• [Records to process]
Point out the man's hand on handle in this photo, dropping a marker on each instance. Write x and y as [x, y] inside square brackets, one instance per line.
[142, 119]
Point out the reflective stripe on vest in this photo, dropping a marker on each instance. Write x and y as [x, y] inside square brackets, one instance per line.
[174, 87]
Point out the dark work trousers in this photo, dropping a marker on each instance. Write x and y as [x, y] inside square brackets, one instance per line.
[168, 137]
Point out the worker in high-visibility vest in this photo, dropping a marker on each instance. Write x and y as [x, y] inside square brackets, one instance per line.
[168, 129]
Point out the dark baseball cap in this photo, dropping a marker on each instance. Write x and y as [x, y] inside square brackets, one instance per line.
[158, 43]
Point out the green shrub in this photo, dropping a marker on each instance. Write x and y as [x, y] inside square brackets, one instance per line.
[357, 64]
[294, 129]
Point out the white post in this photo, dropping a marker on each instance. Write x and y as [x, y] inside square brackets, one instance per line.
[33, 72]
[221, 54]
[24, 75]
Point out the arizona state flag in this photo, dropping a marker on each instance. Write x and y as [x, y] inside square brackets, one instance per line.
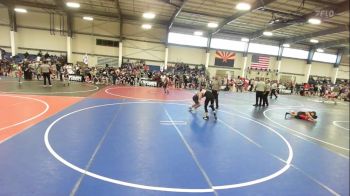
[224, 58]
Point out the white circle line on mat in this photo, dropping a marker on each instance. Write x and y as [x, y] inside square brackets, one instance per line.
[143, 99]
[29, 119]
[157, 188]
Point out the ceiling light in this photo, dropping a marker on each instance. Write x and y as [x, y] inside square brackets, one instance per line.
[267, 33]
[212, 25]
[243, 6]
[149, 15]
[146, 26]
[198, 33]
[314, 21]
[73, 5]
[20, 10]
[89, 18]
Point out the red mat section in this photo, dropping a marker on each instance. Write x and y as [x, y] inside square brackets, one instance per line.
[144, 93]
[19, 112]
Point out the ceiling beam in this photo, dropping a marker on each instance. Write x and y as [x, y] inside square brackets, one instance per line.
[176, 13]
[334, 43]
[257, 4]
[338, 29]
[338, 8]
[170, 3]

• [Task]
Exclude the pictures and print the rest of the data exactly.

• [Answer space]
Point out the man's hand on handle in this photo, dropping a marker on each instance. Write x and y as [x, y] inside square brackets, one instance per line.
[142, 119]
Point out the reflective stripe on vest in this photo, dropping a marker on each instance. Write x and y as [x, y] inside square brackets, one instance per line.
[174, 87]
Point out the dark work trousers in this photo, dropping a marker on each instance. Write x and y as [x, y] inside square brackets, one instance per line.
[168, 137]
Point out the worker in high-visibility vest in this photo, dropping a marker on each instance. Write x and y as [x, y] inside square brackets, one instance per line.
[168, 129]
Point out the dark baseball cap in this photo, dropping a marker on each instance. Write x and y as [x, y] inside square brackets, one instance per line.
[158, 43]
Point out the green shrub in this photo, dropping a marker on each instance. Write x and y as [x, y] inside square brackets, one instance per line.
[357, 64]
[294, 129]
Point out the white post in this photo, dropping a marker on each instance. Write x and y as [x, y] inside square brackets, one instance per line.
[33, 72]
[221, 54]
[24, 75]
Point out the arizona state flag in this photo, dropping a marker on each instance. Write x and y as [x, y] inside square brackets, one instance per line.
[224, 58]
Point out the white circle line on mat in this photo, dropping a marker on each instance. Write x and y as [x, y] inside square brackets, one instance per line.
[143, 99]
[29, 119]
[157, 188]
Point out the ceiling light in this photo, dropping a marker on each instance. Write x and y as [x, y] inside square brackets, one instance per line.
[267, 33]
[212, 25]
[243, 6]
[149, 15]
[146, 26]
[198, 33]
[314, 21]
[73, 5]
[20, 10]
[89, 18]
Point out the red mat section in this photo, dropping a marker on each instance. Write x and y as [x, y] inside square brackets, one instance per line.
[144, 93]
[19, 112]
Point out the ceiling beam in this photo, dropping a marker on each instance. Write x and y as [x, y] inside square brackets, one instance per line.
[176, 13]
[334, 43]
[257, 4]
[338, 29]
[338, 8]
[170, 3]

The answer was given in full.